#### Selected text

========

# Wrap removal



## win300us (Apr 28, 2004)

What is the easiest and best way to remove the old wraps and put new on


----------



## arrows (Feb 23, 2007)

I use my fletching stripper. takes a littel while to all the junk off but it works good


----------



## bandman (Feb 13, 2006)

I second the above. It gets a bit old but is the most effective way IMO.


----------



## bowtechin (Apr 8, 2007)

I was told a blowdryer will help get it off. I've yet to try it though. Otherwise I've used a brilo pad and soapy water.


----------



## kase (Jan 23, 2005)

i have used a razor blade with a really shallow angle. that worked alright. i also use a rag with a bit of rubbing alcohol.


----------



## bretts (Feb 24, 2004)

just removed about a dozen wraps last night. Using the razor blade with the groove in the edge for arrow shafts works just fine. Comes of no problem. Took about 25 minutes for all of them...remember to go over the shaft with some rubbing alchohol...then follow with a clean rag with water. Get's rid of hand residue, old wrap residue.


----------



## Danimal (Sep 9, 2005)

Has anyone tried mineral spirits? It typically does a good job of removing/softening adhesive and adhesive residue.


----------

========

#### Data extract
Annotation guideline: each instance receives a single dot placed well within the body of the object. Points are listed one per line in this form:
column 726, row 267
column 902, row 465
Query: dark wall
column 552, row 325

========

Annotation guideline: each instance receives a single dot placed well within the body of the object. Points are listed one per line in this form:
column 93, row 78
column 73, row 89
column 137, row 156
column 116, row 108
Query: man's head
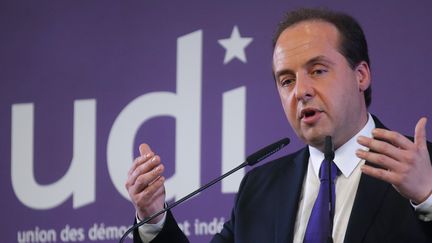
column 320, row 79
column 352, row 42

========

#### Tasks to carry out
(A) Answer these questions from the thread on wrap removal:
(i) Which tool does the poster arrows use to take off old wraps?
(ii) According to bretts, about how long did it take to remove all of the wraps?
(iii) What does Danimal say mineral spirits typically do a good job of?
(B) In the thread on wrap removal, bretts advises going over the shaft with rubbing alcohol and then a clean rag with water. What reason is given for this step?
(C) From the thread on wrap removal, set down word for word the passage that begins at the words "just removed about" and stops after "(Sep 9, 2005)".
The entries above are separate material and have no connection to the thread on wrap removal.

#### Task answers
(A)
(i) A fletching stripper.
(ii) About 25 minutes.
(iii) Removing or softening adhesive and adhesive residue.

(B) Wiping with rubbing alcohol and then a clean rag with water gets rid of both hand residue and old wrap residue left on the shaft.

(C)
just removed about a dozen wraps last night. Using the razor blade with the groove in the edge for arrow shafts works just fine. Comes of no problem. Took about 25 minutes for all of them...remember to go over the shaft with some rubbing alchohol...then follow with a clean rag with water. Get's rid of hand residue, old wrap residue.


----------



## Danimal (Sep 9, 2005)